### TASK STATEMENT
Search the data for the string "palm" and gather each line it is in.

(Collection entries)

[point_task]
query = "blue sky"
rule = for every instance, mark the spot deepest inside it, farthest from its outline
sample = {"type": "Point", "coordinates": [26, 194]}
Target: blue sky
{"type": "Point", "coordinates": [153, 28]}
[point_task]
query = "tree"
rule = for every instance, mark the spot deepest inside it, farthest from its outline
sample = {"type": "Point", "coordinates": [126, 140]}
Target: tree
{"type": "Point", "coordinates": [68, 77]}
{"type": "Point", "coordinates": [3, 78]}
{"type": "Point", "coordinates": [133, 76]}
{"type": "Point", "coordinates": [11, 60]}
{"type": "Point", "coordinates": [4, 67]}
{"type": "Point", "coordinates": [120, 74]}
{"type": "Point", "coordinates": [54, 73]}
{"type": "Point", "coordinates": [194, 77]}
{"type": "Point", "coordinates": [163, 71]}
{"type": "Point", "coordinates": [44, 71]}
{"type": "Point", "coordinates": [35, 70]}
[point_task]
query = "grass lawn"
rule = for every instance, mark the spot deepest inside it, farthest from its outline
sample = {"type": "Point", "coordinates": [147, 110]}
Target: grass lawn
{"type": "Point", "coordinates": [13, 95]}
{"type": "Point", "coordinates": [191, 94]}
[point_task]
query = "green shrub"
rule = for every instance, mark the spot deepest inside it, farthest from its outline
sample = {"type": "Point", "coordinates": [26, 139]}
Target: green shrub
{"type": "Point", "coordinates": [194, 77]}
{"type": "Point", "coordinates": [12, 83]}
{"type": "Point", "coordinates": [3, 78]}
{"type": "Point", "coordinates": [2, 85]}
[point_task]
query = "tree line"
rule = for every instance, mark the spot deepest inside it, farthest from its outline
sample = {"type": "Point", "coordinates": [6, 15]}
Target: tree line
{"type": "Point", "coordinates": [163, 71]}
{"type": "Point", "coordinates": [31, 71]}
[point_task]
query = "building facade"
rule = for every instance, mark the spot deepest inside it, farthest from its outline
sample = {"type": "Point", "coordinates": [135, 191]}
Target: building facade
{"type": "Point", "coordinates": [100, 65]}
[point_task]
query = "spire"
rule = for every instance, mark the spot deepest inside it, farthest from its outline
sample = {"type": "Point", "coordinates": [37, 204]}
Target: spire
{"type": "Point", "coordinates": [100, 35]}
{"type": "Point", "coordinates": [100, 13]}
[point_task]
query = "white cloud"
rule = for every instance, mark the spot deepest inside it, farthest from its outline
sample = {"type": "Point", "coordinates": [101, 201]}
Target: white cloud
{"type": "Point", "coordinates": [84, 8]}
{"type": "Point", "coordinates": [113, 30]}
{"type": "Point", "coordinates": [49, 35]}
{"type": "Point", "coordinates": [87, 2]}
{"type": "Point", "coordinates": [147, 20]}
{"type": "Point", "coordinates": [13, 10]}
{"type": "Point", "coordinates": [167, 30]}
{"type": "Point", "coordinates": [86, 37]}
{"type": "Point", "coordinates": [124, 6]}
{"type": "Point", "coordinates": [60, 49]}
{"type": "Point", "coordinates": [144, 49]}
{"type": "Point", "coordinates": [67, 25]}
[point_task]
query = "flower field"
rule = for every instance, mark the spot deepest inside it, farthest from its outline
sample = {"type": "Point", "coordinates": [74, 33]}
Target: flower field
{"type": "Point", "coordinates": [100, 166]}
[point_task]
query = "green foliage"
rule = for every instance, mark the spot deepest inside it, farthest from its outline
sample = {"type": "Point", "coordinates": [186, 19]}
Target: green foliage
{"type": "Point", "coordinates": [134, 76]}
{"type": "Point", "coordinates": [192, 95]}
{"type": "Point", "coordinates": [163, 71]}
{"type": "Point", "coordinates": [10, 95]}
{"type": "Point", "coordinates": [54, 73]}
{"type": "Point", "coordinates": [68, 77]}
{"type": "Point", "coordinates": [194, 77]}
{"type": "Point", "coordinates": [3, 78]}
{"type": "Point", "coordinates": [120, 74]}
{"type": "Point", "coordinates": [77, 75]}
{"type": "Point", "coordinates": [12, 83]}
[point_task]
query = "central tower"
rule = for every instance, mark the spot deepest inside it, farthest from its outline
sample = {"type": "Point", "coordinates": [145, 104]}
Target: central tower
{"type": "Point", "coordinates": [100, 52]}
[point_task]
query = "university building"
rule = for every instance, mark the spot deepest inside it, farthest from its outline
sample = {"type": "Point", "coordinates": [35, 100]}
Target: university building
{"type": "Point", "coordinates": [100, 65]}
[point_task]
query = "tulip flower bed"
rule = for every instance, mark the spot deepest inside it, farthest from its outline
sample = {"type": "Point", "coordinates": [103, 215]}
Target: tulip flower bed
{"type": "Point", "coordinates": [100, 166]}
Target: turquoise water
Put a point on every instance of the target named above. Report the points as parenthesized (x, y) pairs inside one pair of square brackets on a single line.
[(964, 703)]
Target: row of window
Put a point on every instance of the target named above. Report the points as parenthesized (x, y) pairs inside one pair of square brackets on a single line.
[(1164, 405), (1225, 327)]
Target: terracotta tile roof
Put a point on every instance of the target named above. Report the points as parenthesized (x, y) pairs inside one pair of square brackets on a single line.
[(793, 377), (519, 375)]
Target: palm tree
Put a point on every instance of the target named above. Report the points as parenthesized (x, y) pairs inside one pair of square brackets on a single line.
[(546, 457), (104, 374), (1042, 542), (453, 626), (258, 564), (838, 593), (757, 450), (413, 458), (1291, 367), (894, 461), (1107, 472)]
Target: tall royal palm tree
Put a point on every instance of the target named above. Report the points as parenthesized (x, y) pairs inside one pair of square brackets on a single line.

### REPLY TO THE TASK
Target: palm tree
Target: tall royal palm tree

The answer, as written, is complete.